◆ TEXT EXTRACT:
Custom Basis Sets and Effective Core Potentials in Gaussian

Specifying additional/alternative basis functions

Gaussian has an extensive collection of built-in options for basis sets. The included basis sets will be sufficient for the vast majority of computational needs; however, the need may arise for additional basis functions or further customization, which can be accomplished using the gen and extraBasis keywords.

gen

gen allows you to specify your own basis set specifications to the atom level. It is used in place of a basis set keyword in the routing line (e.g. #N M062X/gen). The basis set specification is then read after the molecule specification. The basis definition input can either be entered directly into the input file or read into the input stream using g16’s include (@) function as described earlier in the course.

The basis specification can either utilize g16’s built-in basis functions or custom-defined basis definitions, but they must follow a specific format:

#N M062X/gen ...
...
{Molecule geometry}
<<Blank line>>
H 0                                                 ! {atomSymbol} 0
S    3   1.00                                       ! these are the basis functions
      0.122518D+02           0.233371D-01           ! from Jensen's pcseg-1
      0.186871D+01           0.159150D+00
      0.418208D+00           0.500000D+00
S    1   1.00
      0.106100D+00           1.0000000
P    1   1.00
      0.100000D+01           1.0000000
****                                                ! **** tells g16 that its done
He 0                                                ! reading functions for this atom
S    3   1.00                                       ! and to move to the next
      0.368654D+02           0.273556D-01
      0.558021D+01           0.174855D+00
      0.119170D+01           0.500000D+00
S    1   1.00
      0.268925D+00           1.0000000
P    1   1.00
      0.145000D+01           1.0000000
****
<<More atoms>>                                      ! add as many as you need
****                                                ! this section ends with ****
<<Blank line>>                                      ! the g16 input file ends with
<<Blank line>>                                      ! 2 blank lines

If Gaussian encounters an atom that doesn’t appear in the molecule it will kill the run (this is a safety feature meant to detect input mistakes). This can be circumvented by reformatting the atom definition line from {atomSymbol} 0 to -{atomSymbol}, (in fact, this is how g16’s own built-in basis sets are defined). This is useful when creating standard basis set files for amy atoms which are intended to be read directly into the input stream using the include (@) function.

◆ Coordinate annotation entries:
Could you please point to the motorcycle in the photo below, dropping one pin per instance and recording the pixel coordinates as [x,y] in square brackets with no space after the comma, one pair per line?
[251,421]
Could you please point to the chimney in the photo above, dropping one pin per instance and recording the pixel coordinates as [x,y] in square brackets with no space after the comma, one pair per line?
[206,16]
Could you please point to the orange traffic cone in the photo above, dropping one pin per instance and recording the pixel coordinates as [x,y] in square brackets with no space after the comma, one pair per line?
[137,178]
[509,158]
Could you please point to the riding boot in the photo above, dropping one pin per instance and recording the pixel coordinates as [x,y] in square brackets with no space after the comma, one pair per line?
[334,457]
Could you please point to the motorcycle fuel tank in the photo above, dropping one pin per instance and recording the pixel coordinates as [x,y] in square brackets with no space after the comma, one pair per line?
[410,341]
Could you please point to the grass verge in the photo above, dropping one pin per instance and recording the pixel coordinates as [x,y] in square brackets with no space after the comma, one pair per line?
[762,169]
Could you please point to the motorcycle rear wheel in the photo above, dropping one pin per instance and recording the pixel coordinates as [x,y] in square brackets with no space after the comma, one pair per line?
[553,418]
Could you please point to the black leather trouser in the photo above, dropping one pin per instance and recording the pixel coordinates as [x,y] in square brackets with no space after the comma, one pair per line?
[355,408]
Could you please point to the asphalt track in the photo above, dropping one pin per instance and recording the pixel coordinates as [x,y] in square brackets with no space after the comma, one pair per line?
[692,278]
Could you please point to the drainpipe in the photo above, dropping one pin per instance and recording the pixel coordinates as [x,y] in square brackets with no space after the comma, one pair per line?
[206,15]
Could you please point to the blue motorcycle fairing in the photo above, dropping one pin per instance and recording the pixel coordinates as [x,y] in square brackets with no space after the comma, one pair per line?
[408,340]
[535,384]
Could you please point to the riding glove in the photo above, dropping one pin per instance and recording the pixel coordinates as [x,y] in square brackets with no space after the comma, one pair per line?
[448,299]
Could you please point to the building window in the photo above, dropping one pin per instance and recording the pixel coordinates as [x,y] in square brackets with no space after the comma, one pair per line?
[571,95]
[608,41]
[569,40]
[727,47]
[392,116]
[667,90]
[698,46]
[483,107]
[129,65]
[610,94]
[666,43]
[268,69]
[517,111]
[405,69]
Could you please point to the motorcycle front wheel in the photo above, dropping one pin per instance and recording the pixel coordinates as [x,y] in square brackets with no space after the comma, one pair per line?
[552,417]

◆ TO BE DONE: In the text above on custom basis sets in Gaussian, what happens if Gaussian encounters an atom that doesn't appear in the molecule?

◆ ANSWER IN FULL: Gaussian kills the run.